(Stored records)
◇ ◇ ◇

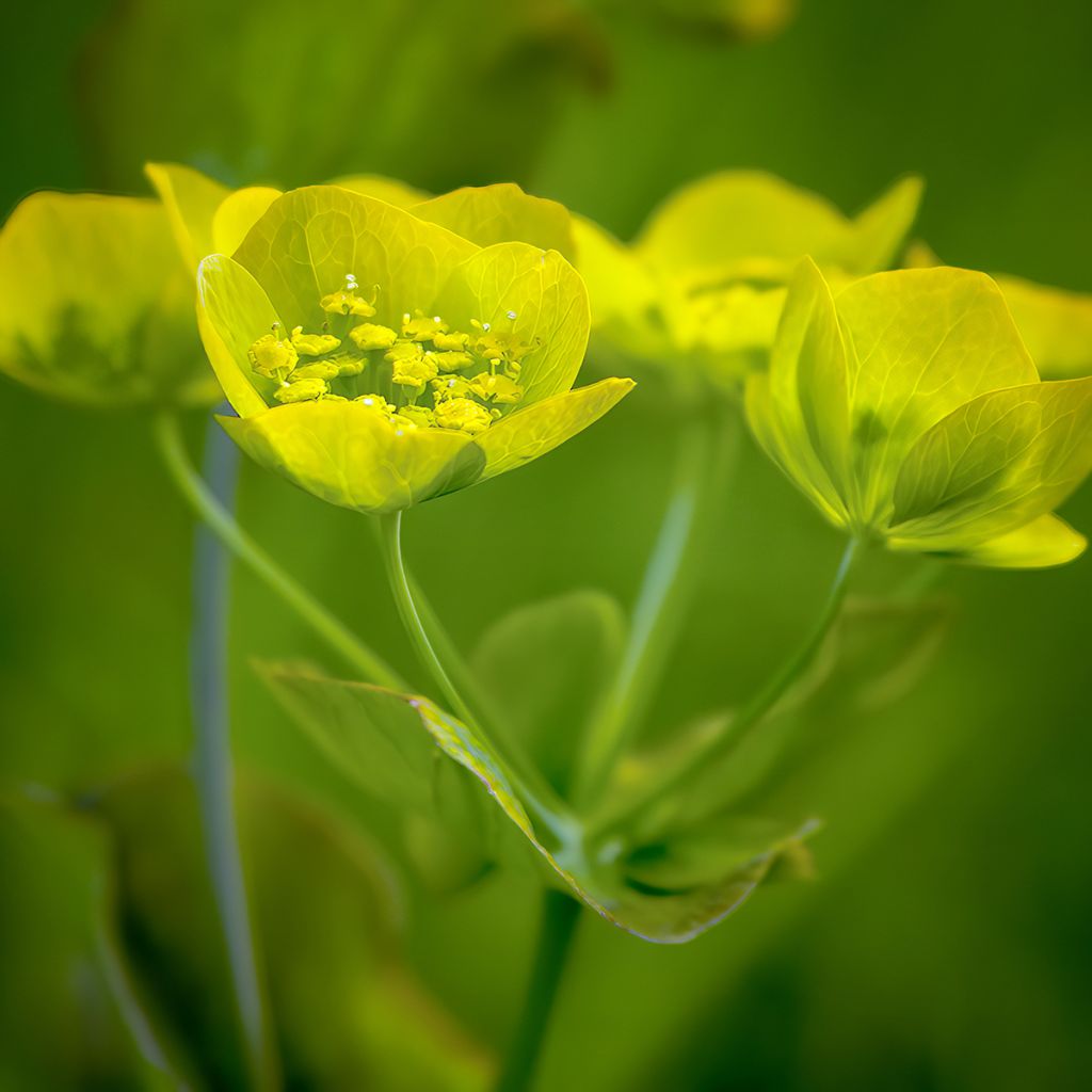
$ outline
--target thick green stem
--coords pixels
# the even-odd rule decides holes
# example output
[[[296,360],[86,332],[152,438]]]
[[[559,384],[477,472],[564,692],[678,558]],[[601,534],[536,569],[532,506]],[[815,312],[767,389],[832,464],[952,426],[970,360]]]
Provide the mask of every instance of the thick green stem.
[[[667,664],[695,587],[693,563],[709,502],[739,438],[736,422],[697,416],[682,431],[670,499],[649,559],[629,641],[584,741],[572,797],[590,807],[632,741]]]
[[[703,746],[692,750],[686,761],[673,767],[664,778],[650,785],[645,793],[629,799],[619,809],[596,817],[591,831],[592,836],[625,827],[634,816],[669,796],[680,785],[700,773],[704,767],[723,759],[778,704],[811,664],[831,627],[838,620],[860,546],[859,539],[850,539],[827,594],[822,613],[804,643],[782,664],[769,682],[739,710],[725,731],[711,736]]]
[[[505,1059],[505,1068],[497,1081],[496,1092],[527,1092],[533,1084],[554,1000],[580,921],[580,903],[560,891],[549,889],[543,898],[538,948],[526,1000],[515,1029],[515,1037]]]
[[[292,577],[288,575],[242,529],[210,492],[193,468],[178,428],[177,418],[161,414],[155,425],[164,463],[182,496],[217,538],[284,603],[321,637],[367,681],[392,690],[406,690],[405,680],[355,637]]]
[[[387,563],[387,574],[391,592],[402,618],[410,640],[413,642],[420,662],[428,668],[440,693],[451,707],[452,712],[486,745],[496,761],[501,764],[502,772],[511,782],[520,797],[527,804],[530,810],[559,840],[569,842],[572,839],[573,823],[563,804],[557,799],[549,785],[537,775],[533,769],[515,771],[505,761],[502,752],[489,738],[474,711],[466,703],[459,687],[452,681],[451,672],[446,666],[437,645],[429,636],[418,607],[410,575],[406,572],[405,559],[402,555],[402,513],[391,512],[379,519],[380,541],[383,547],[383,560]]]

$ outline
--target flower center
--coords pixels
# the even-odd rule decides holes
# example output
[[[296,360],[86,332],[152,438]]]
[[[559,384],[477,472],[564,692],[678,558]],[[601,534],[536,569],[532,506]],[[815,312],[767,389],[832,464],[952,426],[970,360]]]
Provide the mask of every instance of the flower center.
[[[250,366],[276,384],[277,402],[354,401],[399,428],[474,436],[523,397],[520,369],[537,342],[477,320],[466,331],[452,330],[439,314],[420,311],[406,311],[401,329],[393,330],[368,321],[378,292],[366,299],[349,273],[320,300],[330,316],[321,331],[296,327],[285,336],[274,323],[250,346]],[[510,323],[517,317],[507,312]]]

◇ ◇ ◇

Copy the data word for word. Pictures do not go in the copy.

$ outline
--target thick green stem
--coords pixels
# the even-odd rule decides holes
# example output
[[[296,360],[86,332],[152,438]]]
[[[559,384],[477,472],[564,692],[678,558]],[[601,534],[536,569],[532,506]],[[815,312],[767,389],[832,464],[952,426],[970,360]]]
Provide the mask of every instance of the thick green stem.
[[[667,664],[695,587],[693,563],[709,502],[739,438],[736,422],[697,416],[682,431],[670,499],[649,559],[629,641],[584,741],[572,797],[590,807],[632,741]]]
[[[703,746],[692,750],[686,761],[673,767],[664,778],[650,785],[645,793],[629,799],[619,809],[596,817],[591,831],[592,836],[625,827],[634,816],[669,796],[680,785],[700,773],[704,767],[723,759],[778,704],[811,664],[831,627],[838,620],[860,546],[859,539],[850,539],[827,594],[822,613],[804,643],[782,664],[769,682],[739,710],[725,731],[711,736]]]
[[[505,1059],[505,1068],[497,1081],[496,1092],[527,1092],[533,1084],[554,1000],[580,921],[580,903],[560,891],[549,889],[543,898],[538,948],[526,1000],[515,1029],[515,1037]]]
[[[292,577],[288,575],[242,529],[210,492],[193,468],[178,428],[177,418],[161,414],[155,425],[164,463],[182,496],[217,538],[284,603],[321,637],[367,681],[392,690],[406,690],[405,680],[355,637]]]
[[[387,563],[387,574],[391,592],[402,618],[410,640],[413,642],[420,662],[428,668],[440,693],[451,707],[452,712],[486,745],[496,761],[501,764],[502,772],[511,782],[520,797],[527,804],[530,810],[559,840],[569,842],[572,839],[573,823],[563,804],[557,799],[549,785],[537,775],[533,769],[515,771],[505,761],[502,752],[489,738],[474,711],[466,703],[459,687],[452,681],[451,672],[446,666],[437,645],[429,636],[418,607],[410,575],[406,572],[405,559],[402,555],[402,513],[391,512],[379,519],[380,541],[383,547],[383,560]]]

$ outline
--target flower center
--coords pixels
# the even-odd rule decides holes
# example output
[[[296,360],[86,332],[152,438]]]
[[[559,384],[477,472],[564,692],[678,558]],[[601,534],[536,569],[532,506]],[[815,312],[767,389],[832,464],[952,426],[970,360]]]
Provide the mask of every instance of the flower center.
[[[250,366],[276,384],[277,402],[354,401],[399,428],[474,436],[523,397],[520,369],[537,342],[477,320],[466,331],[452,330],[439,314],[420,311],[406,311],[401,329],[393,330],[368,321],[378,292],[366,299],[349,273],[320,300],[330,316],[321,331],[296,327],[285,336],[274,323],[250,346]],[[510,323],[517,317],[507,312]]]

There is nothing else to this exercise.